■ Task item
Give again, word for word, every line in the entries below from the line with "<point>360,271</point>" up to and including the line with "Identify the guitar body, giving", and no other line.

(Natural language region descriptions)
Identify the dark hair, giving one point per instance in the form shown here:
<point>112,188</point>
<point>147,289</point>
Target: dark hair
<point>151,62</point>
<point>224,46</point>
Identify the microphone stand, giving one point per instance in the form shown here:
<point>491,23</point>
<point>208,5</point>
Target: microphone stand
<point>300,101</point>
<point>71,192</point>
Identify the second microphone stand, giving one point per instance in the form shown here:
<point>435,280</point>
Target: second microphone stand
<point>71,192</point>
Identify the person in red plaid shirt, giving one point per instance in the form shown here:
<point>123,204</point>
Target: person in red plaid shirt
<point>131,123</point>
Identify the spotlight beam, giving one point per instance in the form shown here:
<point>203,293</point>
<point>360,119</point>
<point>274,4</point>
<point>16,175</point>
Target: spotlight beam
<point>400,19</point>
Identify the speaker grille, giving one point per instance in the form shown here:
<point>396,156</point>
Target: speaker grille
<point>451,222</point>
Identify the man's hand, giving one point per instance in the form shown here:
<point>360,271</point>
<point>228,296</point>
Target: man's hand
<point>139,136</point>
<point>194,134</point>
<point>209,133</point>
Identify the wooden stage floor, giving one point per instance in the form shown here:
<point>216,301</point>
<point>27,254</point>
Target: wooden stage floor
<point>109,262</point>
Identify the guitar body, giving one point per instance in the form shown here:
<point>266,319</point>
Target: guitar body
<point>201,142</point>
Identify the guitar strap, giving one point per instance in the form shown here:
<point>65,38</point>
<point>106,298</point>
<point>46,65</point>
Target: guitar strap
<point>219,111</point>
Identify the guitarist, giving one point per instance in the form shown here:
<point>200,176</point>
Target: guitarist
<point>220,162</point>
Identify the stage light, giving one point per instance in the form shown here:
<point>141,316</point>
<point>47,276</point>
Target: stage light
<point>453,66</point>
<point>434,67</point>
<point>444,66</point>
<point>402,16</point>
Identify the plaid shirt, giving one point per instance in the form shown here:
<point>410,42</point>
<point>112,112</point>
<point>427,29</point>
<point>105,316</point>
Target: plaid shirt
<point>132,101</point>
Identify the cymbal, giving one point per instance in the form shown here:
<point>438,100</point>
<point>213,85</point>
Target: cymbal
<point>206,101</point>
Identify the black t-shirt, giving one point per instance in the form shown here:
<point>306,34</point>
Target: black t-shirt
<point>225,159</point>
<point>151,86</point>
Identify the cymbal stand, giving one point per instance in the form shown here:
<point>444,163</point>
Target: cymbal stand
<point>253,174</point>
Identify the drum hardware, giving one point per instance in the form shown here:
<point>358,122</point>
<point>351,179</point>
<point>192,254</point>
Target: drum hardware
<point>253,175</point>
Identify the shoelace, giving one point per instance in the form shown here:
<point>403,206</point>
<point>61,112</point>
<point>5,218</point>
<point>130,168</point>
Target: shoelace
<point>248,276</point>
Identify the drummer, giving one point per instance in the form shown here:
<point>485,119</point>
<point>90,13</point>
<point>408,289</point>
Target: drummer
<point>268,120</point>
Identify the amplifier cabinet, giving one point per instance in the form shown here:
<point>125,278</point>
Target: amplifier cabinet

■ Result of the task
<point>360,271</point>
<point>228,296</point>
Target: man's hand
<point>139,136</point>
<point>194,134</point>
<point>209,133</point>
Identify the wooden stage floor, giving one point per instance in the form shown here:
<point>216,301</point>
<point>27,254</point>
Target: wooden stage floor
<point>109,262</point>
Identify the guitar body, giving one point per instance in the form shown here:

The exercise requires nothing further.